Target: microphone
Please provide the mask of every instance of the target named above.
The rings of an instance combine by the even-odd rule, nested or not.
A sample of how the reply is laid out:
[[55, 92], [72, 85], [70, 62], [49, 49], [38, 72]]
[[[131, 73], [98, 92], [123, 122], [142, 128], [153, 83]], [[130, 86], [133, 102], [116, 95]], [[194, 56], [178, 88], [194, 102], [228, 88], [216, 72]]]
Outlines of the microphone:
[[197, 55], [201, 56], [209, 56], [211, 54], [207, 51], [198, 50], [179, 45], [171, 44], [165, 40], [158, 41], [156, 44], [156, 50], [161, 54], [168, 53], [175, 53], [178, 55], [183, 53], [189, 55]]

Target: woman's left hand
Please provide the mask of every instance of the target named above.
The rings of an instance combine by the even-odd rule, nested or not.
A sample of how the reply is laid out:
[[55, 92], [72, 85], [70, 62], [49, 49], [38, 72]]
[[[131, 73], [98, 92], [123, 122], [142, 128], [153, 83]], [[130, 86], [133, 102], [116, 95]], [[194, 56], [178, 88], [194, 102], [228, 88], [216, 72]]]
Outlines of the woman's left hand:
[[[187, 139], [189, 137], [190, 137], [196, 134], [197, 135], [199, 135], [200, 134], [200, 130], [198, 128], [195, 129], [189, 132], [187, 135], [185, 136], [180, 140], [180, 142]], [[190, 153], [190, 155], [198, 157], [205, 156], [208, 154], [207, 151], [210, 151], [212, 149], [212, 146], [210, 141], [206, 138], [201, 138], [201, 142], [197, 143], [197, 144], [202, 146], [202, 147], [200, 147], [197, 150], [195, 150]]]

* * * * * * * * *

__Written task__
Update the records above by replacing "even-odd rule" with "nonzero winding rule" wherever it occurs, leaving every other line unchanged.

__Exercise response__
Target: microphone
Please provide the mask of every instance of the target named above.
The rings of an instance combine by the nonzero winding rule, nested or not.
A sample of how the reply is laid out:
[[55, 92], [72, 85], [70, 62], [49, 49], [38, 72]]
[[[131, 73], [98, 92], [123, 122], [142, 128], [153, 83]], [[130, 86], [133, 102], [116, 95]], [[194, 56], [178, 88], [194, 102], [228, 88], [216, 72]]]
Outlines of the microphone:
[[197, 55], [201, 56], [209, 56], [211, 54], [207, 51], [198, 50], [179, 45], [171, 44], [165, 40], [158, 41], [156, 44], [156, 50], [161, 54], [168, 53], [175, 53], [178, 55], [183, 53], [189, 55]]

Target: woman's left hand
Please provide the mask of every instance of the target named above.
The rings of an instance combine by the nonzero winding rule, nested or not.
A sample of how the reply is laid out:
[[55, 92], [72, 85], [70, 62], [49, 49], [38, 72]]
[[[131, 73], [98, 92], [123, 122], [142, 128], [153, 83]], [[130, 86], [133, 102], [116, 95]], [[194, 56], [178, 88], [194, 102], [228, 88], [216, 72]]]
Outlines of the woman's left hand:
[[[187, 139], [189, 137], [190, 137], [196, 134], [197, 135], [199, 135], [200, 134], [200, 130], [198, 128], [195, 129], [189, 132], [187, 135], [185, 136], [180, 140], [180, 142]], [[190, 153], [190, 155], [198, 157], [205, 156], [208, 154], [207, 151], [210, 151], [212, 149], [212, 146], [210, 141], [206, 138], [201, 138], [201, 142], [197, 143], [197, 144], [202, 146], [202, 147], [200, 147], [197, 150], [195, 150]]]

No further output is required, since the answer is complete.